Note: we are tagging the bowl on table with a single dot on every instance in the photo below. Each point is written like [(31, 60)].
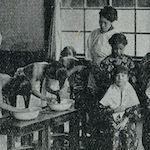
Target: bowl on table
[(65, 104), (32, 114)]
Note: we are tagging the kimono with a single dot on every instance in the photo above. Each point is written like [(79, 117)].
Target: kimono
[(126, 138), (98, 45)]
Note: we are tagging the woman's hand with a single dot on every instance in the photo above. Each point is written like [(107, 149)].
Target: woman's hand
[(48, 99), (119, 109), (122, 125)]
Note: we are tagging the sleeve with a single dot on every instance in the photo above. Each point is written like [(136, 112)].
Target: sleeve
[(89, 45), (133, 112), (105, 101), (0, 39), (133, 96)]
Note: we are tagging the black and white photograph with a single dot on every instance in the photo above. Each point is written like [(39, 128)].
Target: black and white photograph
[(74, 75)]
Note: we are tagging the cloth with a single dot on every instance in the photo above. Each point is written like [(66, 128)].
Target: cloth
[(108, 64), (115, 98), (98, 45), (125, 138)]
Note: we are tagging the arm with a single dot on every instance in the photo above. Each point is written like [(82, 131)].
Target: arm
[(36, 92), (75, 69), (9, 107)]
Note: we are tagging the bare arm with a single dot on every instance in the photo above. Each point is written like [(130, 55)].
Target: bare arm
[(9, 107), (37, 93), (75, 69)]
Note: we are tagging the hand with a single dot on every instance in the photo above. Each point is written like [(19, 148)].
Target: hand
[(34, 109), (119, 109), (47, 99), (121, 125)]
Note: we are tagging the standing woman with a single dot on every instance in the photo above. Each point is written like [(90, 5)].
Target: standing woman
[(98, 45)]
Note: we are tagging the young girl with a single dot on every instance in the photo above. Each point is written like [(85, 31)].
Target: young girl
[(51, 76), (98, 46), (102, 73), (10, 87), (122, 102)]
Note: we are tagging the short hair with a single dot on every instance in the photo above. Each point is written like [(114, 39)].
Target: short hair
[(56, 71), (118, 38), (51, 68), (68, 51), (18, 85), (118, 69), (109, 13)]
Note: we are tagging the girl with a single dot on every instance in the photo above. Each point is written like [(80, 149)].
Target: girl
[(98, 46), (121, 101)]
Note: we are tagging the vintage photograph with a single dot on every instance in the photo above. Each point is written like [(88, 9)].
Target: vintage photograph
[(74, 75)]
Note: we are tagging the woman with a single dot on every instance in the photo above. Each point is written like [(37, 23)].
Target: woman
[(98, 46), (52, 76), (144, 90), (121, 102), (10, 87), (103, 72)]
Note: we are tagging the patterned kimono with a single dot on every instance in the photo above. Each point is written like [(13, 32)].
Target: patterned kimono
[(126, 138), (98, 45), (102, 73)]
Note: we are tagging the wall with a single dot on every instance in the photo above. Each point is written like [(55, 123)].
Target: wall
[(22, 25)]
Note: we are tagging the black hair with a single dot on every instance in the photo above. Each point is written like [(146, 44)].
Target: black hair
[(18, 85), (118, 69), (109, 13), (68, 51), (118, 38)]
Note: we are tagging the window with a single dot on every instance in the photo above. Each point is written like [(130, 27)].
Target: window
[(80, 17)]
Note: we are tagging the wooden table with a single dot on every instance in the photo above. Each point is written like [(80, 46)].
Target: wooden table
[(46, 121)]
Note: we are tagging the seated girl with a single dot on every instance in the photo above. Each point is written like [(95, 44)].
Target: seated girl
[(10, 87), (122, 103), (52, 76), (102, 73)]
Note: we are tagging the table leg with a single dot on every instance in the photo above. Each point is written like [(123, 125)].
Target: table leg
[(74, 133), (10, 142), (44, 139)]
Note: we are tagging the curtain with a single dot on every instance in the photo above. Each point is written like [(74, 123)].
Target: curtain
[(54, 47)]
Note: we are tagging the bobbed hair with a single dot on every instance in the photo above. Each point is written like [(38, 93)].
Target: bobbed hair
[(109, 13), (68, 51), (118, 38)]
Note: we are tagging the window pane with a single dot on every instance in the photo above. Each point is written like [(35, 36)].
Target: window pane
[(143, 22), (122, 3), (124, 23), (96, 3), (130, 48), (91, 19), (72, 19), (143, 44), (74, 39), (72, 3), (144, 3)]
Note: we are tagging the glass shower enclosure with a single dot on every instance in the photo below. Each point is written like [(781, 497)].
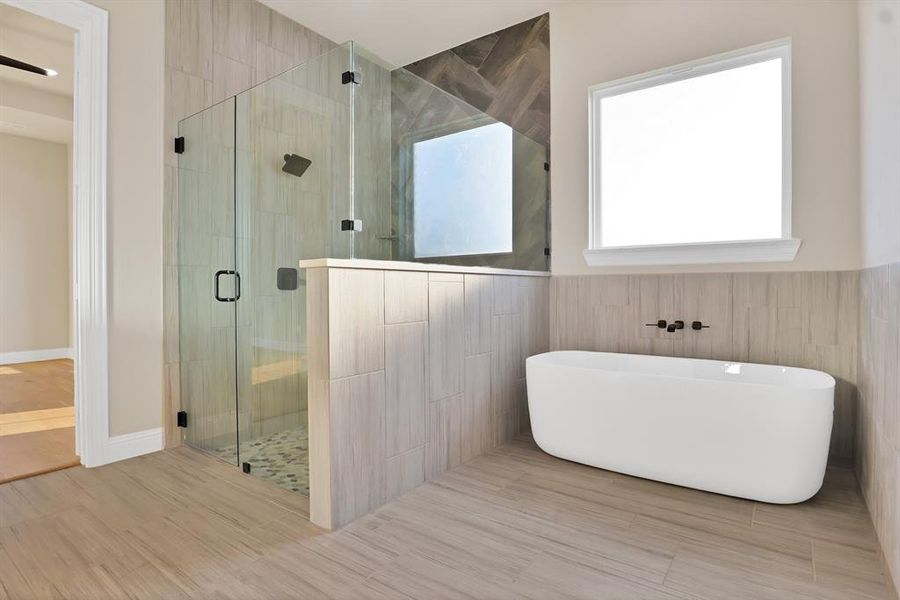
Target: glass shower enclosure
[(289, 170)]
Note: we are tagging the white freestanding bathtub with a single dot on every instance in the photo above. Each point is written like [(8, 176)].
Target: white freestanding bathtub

## Written problem
Express every line of the records above as a JSON list of strings, one string per line, with blank lines omitted. Leave out the pictures.

## Output for this task
[
  "Note: we are tagging the bowl on table with a single dot on every instance in the photo below. Each point is written like [(31, 60)].",
  "Target: bowl on table",
  "[(65, 104), (32, 114)]",
  "Note: we are tagging the kimono with a single dot on every instance in the photo above. Each point is written like [(79, 117)].",
  "Target: kimono",
  "[(126, 138), (98, 45)]",
  "Note: we are tagging the woman's hand with a single dot on every instance in the photo above. Each point is written like [(107, 149)].",
  "Target: woman's hand",
  "[(48, 99), (119, 109), (122, 125)]",
  "Note: we are tagging the sleeve with a single dot on every instance in the photo above. Each point is written like [(136, 112)].",
  "Target: sleeve",
  "[(89, 45), (133, 112), (105, 101), (0, 39), (133, 96)]",
  "Note: we are tagging the black and white photograph with a single dot on every instance in the photo above. Each point is written like [(39, 128)].",
  "Target: black and white photograph",
  "[(74, 75)]",
  "Note: we are tagging the cloth with a single dot on every instance in the photo above. Each point is written like [(66, 128)].",
  "Target: cloth",
  "[(108, 64), (115, 98), (98, 45), (125, 138)]",
  "Note: we are tagging the arm with a single dot on every instance in the photo above. Each point is written like [(82, 131)].",
  "Target: arm",
  "[(36, 92), (75, 69), (9, 107)]",
  "Note: we are tagging the bare arm with a single dot on every instance in the photo above. Each point is written like [(130, 55)].",
  "Target: bare arm",
  "[(9, 107), (37, 93), (75, 69)]",
  "Note: we are tagging the hand with a single dot on every instance in the photo above. Each point is written like [(19, 148)].",
  "Target: hand",
  "[(34, 109), (119, 109), (47, 99), (121, 125)]",
  "Note: we are tagging the standing woman with a single dot on every instance in the photo above. Each point is written like [(90, 5)].",
  "Target: standing woman",
  "[(98, 45)]",
  "Note: we are tagging the young girl with a single dot on every instance in the photo above. Each point is written like [(85, 31)].",
  "Target: young girl",
  "[(51, 76), (98, 46), (102, 73), (10, 87), (122, 102)]",
  "Note: we are tagging the short hair with a single dot on every instance in the photo above. Each point is written like [(114, 39)].",
  "Target: short hair",
  "[(56, 71), (118, 38), (51, 68), (68, 51), (18, 85), (118, 69), (109, 13)]",
  "Note: we are tagging the girl with a single dot on every instance in the photo above. Each point is written like [(80, 149)].",
  "Target: girl",
  "[(98, 46), (121, 101)]",
  "Note: we are tagging the vintage photograph with a single dot on every instance in the photo above. Each point is written like [(88, 9)].",
  "Target: vintage photograph",
  "[(74, 75)]",
  "Note: we are tagging the woman with a single dot on every instance in the photo above. Each point is written like [(37, 23)].",
  "Target: woman",
  "[(98, 46), (52, 76), (144, 90), (121, 102), (10, 87), (103, 72)]",
  "Note: we are tagging the patterned kimono with a single dot on every instance in the photo above. Each point is written like [(13, 32)].",
  "Target: patterned kimono",
  "[(126, 138), (98, 45), (102, 73)]",
  "Note: we are tagging the wall with a single dot on every instance in the photo above. Each point is written like [(55, 123)].",
  "Target: wall",
  "[(22, 25)]",
  "Note: we are tagging the black hair with a single dot on every instance in the photo above. Each point is written like [(146, 44)].",
  "Target: black hair",
  "[(18, 85), (118, 69), (109, 13), (68, 51), (118, 38)]",
  "Note: we are tagging the window with a single dot on every instance in the photo above. Each point is written like [(130, 27)].",
  "Target: window",
  "[(80, 17)]",
  "Note: we are tagging the wooden table with a single dot on every instance in the photo above. Each point is written like [(80, 46)].",
  "Target: wooden table",
  "[(46, 121)]",
  "Note: we are tagging the seated girl with a single dot on every instance in the photo above. Each point is written like [(95, 44)].",
  "Target: seated girl",
  "[(10, 87), (122, 103), (52, 76), (102, 73)]",
  "Note: we are tagging the table leg with a single dot on every instance in the photo above. Each point is written like [(123, 125)].",
  "Target: table leg",
  "[(74, 133), (10, 142), (44, 139)]",
  "Note: we are tagging the curtain with a single dot on every instance in the photo above. Each point is written like [(74, 123)].",
  "Target: curtain",
  "[(54, 47)]",
  "Note: we are tagging the bobbed hair with a single dot on every instance in the photo above. Each point is written like [(38, 93)].",
  "Target: bobbed hair",
  "[(109, 13), (68, 51), (118, 38)]",
  "Note: we are tagging the window pane with a single dot on every instance in the photo above. Each point is written like [(35, 36)].",
  "Target: window pane",
  "[(143, 22), (122, 3), (124, 23), (96, 3), (130, 48), (91, 19), (72, 19), (143, 44), (74, 39), (72, 3), (144, 3)]",
  "Note: we are tagging the glass shower enclosure with a single dot on every instance in the photo below. Each point is written like [(781, 497)].",
  "Target: glass shower enclosure",
  "[(289, 170)]",
  "Note: we are tagging the white freestanding bathtub with a single dot on every instance in the photo above. Each point is written like [(8, 176)].",
  "Target: white freestanding bathtub"
]